■ **Work instructions**:
Can you print every line of the data below, unchanged and in the same order?

■ **Stored rows**:

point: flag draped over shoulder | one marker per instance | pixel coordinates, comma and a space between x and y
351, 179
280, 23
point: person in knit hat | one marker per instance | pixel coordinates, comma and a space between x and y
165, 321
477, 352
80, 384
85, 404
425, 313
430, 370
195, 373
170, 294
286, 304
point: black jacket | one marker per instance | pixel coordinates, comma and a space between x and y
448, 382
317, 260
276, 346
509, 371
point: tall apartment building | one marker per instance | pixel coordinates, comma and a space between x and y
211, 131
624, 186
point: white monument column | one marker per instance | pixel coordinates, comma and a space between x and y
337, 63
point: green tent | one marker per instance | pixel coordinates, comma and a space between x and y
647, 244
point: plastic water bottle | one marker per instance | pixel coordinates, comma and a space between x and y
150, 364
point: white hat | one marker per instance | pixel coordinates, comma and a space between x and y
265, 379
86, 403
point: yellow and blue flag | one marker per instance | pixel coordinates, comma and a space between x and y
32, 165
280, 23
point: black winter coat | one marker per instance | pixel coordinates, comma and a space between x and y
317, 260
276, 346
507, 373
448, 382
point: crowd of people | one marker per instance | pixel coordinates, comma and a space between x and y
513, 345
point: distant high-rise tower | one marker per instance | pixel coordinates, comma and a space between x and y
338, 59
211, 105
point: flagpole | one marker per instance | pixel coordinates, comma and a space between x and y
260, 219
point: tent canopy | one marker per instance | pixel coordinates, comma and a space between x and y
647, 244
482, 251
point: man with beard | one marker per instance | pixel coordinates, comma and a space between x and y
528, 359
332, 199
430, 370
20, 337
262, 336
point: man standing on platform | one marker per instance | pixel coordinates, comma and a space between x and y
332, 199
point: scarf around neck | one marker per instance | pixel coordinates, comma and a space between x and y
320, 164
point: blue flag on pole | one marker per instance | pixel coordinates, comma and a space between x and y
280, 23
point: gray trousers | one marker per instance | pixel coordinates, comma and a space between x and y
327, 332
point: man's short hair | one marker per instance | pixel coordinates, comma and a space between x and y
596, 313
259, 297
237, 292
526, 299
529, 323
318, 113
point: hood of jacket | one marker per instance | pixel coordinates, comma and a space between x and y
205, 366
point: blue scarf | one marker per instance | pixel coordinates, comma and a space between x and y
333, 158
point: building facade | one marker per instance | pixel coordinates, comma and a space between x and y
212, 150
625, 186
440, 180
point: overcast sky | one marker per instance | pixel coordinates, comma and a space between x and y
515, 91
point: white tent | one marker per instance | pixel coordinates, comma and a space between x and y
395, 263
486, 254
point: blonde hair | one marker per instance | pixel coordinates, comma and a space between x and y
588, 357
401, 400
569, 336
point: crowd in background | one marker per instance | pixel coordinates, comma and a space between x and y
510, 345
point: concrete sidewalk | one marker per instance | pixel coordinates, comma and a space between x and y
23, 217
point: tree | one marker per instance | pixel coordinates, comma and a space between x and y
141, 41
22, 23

■ **The completed task**:
point: flag draped over shoulder | one marker per instance | pixel coordinates, comma and a space between x and y
351, 179
280, 23
point: person in knit hat | one marker per instance | pixel coordinates, comma and a space between x and y
165, 321
477, 352
80, 384
85, 404
425, 313
430, 370
195, 373
170, 294
286, 304
point: black jacket | one marker per instance | pixel coordinates, comma and a space between x and y
448, 382
317, 260
276, 346
509, 371
point: tall apartment building | one marker per instance | pixel coordinates, comma and a space between x and y
211, 131
624, 186
point: white monument column | one marker per instance | pixel coordinates, comma and a space between x and y
337, 63
point: green tent | one marker per instance | pixel coordinates, comma and a space between x and y
647, 244
point: plastic water bottle | one marker per instance | pixel coordinates, comma and a space between x and y
150, 364
point: white hat | one marker per instance | pixel coordinates, comma and a space between x and y
265, 379
86, 403
point: yellow and blue flag | one marker per instance | pixel coordinates, comma and a space between x and y
32, 165
280, 23
point: black winter coat | one marker per instance | pixel coordinates, comma and a space between x and y
317, 260
276, 346
507, 373
448, 382
point: crowd of people | one marker per instance | pixel coordinates, comma and a space between x and y
513, 345
point: distant high-rise tower | one marker per instance | pixel coordinates, comma and a space between x and y
338, 59
211, 105
point: flagpole | one marker per instance | pixel coordinates, comma and a space between x and y
260, 219
point: tent canopy | one marker per instance | pixel coordinates, comma and a space between x and y
647, 244
482, 251
point: man with beard | one marker per instance | pixel coordinates, comma and a space between x and y
528, 359
332, 199
430, 370
20, 337
262, 336
point: man standing on platform | one marker per instance | pixel coordinates, comma and a space between x and y
332, 199
point: scarf around neck | one marker per instance | pixel coordinates, comma and a space between x and y
320, 164
point: blue flag on pole | one marker per instance | pixel coordinates, comma and a space between x and y
280, 23
point: gray trousers | one marker per instance | pixel coordinates, comma and a space between x and y
327, 332
point: man's short hair | one marker per instance | pixel coordinates, comma and a space between x and y
596, 313
259, 297
237, 292
526, 299
529, 323
318, 113
point: hood of jacket | one marker per instance | pixel coordinates, comma and a space between x and y
205, 366
point: blue scarf | one marker per instance | pixel coordinates, comma and a space between x and y
333, 158
point: building facade | one marker per instance | pixel coordinates, comma and a space between x and y
212, 150
625, 186
440, 180
point: overcast sky | one marker per instance | pixel coordinates, comma and a space between x and y
515, 91
point: white tent | one marker per instance | pixel coordinates, comma and a space between x and y
395, 263
486, 254
point: blonde hair | one marker per instance | pixel coordinates, comma and a space between x and y
588, 357
401, 400
569, 336
point: crowd in background | one marker per instance | pixel coordinates, comma and a space between x and y
510, 345
point: concrete sidewalk | one marker per instance | pixel coordinates, comma and a space between x and y
23, 217
point: tree | one marker per instance | pixel coordinates, comma and a space between x and y
141, 41
22, 23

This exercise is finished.